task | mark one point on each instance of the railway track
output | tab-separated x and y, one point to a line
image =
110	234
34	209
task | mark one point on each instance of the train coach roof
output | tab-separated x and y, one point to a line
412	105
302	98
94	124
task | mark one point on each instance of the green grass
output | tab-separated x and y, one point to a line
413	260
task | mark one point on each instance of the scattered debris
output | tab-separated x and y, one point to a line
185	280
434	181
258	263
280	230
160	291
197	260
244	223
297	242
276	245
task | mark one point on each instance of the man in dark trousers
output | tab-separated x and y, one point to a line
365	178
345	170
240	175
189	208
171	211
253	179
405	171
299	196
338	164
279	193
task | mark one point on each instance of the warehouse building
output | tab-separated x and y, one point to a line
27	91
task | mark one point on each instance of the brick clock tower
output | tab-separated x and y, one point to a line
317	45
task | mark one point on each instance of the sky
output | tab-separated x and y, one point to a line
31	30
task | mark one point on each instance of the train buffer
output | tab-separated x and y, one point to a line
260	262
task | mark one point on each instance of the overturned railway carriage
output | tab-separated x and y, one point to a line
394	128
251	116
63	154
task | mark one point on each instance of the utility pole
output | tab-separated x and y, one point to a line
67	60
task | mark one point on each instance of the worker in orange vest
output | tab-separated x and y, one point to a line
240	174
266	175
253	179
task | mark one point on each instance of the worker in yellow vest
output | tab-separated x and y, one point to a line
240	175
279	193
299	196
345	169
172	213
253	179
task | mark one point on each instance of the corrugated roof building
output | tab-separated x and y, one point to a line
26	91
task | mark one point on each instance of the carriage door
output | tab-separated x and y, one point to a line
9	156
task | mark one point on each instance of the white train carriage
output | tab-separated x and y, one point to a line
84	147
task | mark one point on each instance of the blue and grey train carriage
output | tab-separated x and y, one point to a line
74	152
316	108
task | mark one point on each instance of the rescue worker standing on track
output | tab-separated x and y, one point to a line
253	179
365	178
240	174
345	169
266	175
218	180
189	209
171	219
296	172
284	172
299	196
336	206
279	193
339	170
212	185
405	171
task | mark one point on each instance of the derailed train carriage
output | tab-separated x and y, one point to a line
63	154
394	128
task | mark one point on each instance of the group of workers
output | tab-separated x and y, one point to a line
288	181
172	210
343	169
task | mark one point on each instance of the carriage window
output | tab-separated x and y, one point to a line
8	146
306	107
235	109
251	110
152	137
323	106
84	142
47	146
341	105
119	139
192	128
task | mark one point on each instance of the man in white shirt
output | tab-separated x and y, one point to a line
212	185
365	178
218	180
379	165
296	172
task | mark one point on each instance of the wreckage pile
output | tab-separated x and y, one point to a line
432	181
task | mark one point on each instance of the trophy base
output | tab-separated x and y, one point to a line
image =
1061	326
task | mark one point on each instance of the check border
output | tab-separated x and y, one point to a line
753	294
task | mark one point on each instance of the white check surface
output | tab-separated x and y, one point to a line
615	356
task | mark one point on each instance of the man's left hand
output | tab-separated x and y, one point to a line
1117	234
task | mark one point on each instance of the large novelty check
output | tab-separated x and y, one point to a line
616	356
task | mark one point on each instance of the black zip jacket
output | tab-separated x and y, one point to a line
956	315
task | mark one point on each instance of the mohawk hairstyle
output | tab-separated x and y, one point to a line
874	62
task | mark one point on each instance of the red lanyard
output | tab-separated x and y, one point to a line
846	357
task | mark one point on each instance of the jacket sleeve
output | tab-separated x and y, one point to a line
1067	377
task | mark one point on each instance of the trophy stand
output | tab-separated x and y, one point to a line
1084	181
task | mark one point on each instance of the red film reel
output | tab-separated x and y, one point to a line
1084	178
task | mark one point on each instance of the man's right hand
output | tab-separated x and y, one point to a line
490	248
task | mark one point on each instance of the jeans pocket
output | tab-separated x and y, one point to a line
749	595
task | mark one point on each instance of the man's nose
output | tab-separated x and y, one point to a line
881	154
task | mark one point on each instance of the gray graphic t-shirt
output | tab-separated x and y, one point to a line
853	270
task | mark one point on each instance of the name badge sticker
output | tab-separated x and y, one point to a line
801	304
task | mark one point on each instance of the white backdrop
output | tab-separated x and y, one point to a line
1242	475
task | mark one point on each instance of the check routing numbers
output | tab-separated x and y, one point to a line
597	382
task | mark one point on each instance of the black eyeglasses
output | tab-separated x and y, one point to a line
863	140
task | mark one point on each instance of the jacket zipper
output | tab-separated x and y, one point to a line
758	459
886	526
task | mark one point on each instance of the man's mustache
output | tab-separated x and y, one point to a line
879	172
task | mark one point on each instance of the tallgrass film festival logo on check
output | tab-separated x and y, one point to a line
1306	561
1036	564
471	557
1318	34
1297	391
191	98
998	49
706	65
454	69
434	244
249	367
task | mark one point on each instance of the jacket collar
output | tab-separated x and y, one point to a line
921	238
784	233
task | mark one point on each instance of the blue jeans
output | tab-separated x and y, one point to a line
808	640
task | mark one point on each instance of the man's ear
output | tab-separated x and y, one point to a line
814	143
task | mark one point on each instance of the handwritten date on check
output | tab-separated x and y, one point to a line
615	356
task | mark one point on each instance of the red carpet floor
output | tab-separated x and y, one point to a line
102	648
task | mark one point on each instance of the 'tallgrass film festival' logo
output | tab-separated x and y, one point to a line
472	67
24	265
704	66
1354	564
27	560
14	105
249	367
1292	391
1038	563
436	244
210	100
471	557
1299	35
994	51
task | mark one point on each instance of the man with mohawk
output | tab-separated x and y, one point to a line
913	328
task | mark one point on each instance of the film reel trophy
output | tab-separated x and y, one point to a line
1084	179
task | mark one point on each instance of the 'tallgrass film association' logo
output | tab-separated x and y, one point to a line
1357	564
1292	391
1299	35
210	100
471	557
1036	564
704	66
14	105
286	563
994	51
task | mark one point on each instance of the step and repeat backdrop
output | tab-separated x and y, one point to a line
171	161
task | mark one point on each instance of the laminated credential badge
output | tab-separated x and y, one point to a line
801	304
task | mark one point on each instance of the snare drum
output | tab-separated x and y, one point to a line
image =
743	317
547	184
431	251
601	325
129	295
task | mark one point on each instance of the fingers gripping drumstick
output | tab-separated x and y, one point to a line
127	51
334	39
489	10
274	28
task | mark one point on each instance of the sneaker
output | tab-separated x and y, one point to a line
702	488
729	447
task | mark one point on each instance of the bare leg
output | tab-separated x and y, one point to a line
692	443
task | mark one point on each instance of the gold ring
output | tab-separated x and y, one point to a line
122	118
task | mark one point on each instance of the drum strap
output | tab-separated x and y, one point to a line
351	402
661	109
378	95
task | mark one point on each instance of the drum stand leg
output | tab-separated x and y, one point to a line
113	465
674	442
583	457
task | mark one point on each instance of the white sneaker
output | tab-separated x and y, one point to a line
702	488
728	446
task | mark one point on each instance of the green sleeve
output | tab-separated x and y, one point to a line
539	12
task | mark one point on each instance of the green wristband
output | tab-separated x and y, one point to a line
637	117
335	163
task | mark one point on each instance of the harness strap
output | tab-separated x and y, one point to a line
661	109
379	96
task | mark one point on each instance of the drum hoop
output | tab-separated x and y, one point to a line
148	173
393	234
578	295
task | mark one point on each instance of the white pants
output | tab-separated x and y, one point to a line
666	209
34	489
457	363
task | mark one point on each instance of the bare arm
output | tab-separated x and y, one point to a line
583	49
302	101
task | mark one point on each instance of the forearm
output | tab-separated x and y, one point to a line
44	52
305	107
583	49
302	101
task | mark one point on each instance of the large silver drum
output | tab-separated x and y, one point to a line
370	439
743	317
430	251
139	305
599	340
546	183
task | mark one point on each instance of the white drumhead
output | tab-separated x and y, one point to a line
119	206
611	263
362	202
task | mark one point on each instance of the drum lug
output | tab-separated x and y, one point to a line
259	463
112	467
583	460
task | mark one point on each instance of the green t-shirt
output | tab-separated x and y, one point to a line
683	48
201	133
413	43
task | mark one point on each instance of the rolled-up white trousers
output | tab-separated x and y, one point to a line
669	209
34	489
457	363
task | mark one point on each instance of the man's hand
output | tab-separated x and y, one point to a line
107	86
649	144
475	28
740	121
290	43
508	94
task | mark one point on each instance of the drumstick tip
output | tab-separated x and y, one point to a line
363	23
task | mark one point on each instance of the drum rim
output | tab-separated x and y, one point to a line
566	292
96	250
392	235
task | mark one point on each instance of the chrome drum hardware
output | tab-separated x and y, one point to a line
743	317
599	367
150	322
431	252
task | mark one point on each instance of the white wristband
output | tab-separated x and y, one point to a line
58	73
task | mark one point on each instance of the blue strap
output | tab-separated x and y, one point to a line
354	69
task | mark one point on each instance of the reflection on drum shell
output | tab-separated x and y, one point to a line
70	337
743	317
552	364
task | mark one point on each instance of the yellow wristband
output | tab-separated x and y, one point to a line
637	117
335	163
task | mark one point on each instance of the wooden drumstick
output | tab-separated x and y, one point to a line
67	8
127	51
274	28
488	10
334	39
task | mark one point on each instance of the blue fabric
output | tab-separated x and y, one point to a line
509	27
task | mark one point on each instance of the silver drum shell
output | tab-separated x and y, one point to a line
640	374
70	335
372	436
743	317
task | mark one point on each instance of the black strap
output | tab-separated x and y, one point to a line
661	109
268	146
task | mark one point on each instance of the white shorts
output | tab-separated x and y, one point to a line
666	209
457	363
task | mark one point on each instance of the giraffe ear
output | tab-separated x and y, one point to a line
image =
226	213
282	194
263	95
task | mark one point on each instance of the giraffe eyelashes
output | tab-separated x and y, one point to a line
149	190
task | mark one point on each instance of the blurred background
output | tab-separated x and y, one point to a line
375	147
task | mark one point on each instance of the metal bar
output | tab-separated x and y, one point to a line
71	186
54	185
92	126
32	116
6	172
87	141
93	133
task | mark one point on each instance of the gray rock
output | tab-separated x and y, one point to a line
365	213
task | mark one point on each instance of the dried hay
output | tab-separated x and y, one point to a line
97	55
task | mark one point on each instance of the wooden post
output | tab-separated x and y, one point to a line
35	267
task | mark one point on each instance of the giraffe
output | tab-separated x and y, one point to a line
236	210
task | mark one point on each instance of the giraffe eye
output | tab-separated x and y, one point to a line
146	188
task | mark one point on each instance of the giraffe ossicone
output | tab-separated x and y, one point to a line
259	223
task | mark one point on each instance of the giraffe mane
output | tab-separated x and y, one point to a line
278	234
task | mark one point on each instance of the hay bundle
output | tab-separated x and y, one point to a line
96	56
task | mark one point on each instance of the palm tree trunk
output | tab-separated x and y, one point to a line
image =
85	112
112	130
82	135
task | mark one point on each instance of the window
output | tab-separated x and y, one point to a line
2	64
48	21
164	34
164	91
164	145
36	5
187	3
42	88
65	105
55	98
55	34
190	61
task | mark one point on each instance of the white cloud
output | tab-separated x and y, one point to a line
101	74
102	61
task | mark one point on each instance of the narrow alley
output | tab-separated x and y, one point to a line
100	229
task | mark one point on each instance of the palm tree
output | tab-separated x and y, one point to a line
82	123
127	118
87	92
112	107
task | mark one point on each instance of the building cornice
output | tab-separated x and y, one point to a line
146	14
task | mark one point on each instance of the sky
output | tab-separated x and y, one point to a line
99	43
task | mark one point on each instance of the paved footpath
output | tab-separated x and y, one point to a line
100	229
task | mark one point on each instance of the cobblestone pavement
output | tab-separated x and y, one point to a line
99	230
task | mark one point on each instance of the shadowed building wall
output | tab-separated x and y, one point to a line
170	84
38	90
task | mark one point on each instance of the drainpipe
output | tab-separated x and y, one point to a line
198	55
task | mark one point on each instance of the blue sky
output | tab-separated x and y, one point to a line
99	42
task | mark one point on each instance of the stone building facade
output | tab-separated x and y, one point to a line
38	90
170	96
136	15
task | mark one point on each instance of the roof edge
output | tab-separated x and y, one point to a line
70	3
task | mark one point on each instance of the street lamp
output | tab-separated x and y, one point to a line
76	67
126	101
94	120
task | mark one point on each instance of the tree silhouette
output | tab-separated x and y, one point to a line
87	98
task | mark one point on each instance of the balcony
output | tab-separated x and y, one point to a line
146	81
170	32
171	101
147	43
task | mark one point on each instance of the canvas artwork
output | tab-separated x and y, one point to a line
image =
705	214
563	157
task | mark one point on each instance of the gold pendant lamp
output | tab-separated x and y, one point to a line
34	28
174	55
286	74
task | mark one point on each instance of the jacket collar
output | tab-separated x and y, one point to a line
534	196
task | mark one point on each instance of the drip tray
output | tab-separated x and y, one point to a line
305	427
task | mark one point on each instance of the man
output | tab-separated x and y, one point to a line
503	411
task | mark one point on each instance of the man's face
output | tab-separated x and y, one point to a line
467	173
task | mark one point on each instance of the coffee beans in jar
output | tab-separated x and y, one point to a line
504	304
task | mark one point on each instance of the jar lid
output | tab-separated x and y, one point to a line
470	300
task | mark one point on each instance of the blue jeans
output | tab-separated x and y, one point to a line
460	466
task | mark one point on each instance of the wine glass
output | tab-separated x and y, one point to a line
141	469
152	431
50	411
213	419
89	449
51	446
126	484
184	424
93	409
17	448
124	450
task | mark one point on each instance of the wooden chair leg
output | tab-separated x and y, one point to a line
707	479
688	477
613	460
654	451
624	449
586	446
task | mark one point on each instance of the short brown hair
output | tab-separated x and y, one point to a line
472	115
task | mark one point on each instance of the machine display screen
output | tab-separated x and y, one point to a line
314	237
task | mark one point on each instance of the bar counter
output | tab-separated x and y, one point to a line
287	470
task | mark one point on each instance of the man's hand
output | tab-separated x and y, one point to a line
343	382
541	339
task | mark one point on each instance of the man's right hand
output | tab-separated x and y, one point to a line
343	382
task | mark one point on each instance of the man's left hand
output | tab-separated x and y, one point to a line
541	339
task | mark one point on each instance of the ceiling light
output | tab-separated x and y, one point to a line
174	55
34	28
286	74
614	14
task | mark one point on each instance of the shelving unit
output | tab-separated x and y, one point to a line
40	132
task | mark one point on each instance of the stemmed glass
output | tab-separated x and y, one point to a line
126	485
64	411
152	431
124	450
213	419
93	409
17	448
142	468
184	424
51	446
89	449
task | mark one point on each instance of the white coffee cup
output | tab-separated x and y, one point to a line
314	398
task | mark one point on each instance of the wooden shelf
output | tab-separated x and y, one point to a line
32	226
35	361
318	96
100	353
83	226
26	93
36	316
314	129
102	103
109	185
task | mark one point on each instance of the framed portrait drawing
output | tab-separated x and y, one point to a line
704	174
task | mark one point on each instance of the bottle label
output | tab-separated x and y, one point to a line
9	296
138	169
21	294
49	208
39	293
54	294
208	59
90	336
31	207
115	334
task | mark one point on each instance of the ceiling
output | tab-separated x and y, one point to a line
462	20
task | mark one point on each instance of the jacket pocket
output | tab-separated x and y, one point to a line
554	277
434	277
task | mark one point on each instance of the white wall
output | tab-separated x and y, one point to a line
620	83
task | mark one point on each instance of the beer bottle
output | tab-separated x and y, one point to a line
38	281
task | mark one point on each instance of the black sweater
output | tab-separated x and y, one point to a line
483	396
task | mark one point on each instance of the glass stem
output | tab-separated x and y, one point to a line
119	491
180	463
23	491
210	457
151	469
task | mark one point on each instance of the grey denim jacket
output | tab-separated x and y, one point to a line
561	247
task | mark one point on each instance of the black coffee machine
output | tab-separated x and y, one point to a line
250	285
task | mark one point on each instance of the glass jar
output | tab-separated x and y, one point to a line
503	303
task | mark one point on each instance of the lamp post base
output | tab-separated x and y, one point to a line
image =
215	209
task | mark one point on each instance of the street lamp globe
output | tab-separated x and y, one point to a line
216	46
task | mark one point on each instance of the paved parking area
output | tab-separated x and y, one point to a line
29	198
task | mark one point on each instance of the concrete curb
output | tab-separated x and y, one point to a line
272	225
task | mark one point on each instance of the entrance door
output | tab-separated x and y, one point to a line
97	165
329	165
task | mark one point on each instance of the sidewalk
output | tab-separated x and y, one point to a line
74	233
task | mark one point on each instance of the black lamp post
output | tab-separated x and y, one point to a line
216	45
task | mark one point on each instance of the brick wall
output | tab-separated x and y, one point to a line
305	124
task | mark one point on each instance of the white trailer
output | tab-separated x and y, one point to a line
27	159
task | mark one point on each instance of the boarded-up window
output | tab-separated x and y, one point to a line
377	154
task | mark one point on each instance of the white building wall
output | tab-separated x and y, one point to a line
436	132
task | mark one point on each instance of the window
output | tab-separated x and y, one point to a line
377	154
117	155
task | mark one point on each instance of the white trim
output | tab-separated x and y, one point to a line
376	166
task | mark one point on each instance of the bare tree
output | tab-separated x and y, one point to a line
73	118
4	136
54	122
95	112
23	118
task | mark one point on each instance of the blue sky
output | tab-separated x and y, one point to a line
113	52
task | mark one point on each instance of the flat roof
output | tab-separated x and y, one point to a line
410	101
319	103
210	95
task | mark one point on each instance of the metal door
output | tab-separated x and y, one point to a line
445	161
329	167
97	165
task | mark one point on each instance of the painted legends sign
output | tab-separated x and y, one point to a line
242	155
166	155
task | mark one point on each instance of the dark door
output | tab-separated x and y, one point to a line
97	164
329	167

■ ■ ■ ■ ■ ■ ■

Update the lines from the one containing "the metal door" through the end of the listing, inclusive, by replacing "door" with "doorway" and leaving everything else unchanged. Return only those lines.

** WORKED SOLUTION **
task | mark one point on each instance of the metal doorway
output | tab-separated x and y, one point to a line
445	161
329	167
97	165
task | mark one point on each instance of the painted legends sign
output | tab-separated x and y, one point to a line
242	155
166	155
task | mark one point on each instance of the dark doorway
output | tab-separated x and y, one point to a line
97	164
329	167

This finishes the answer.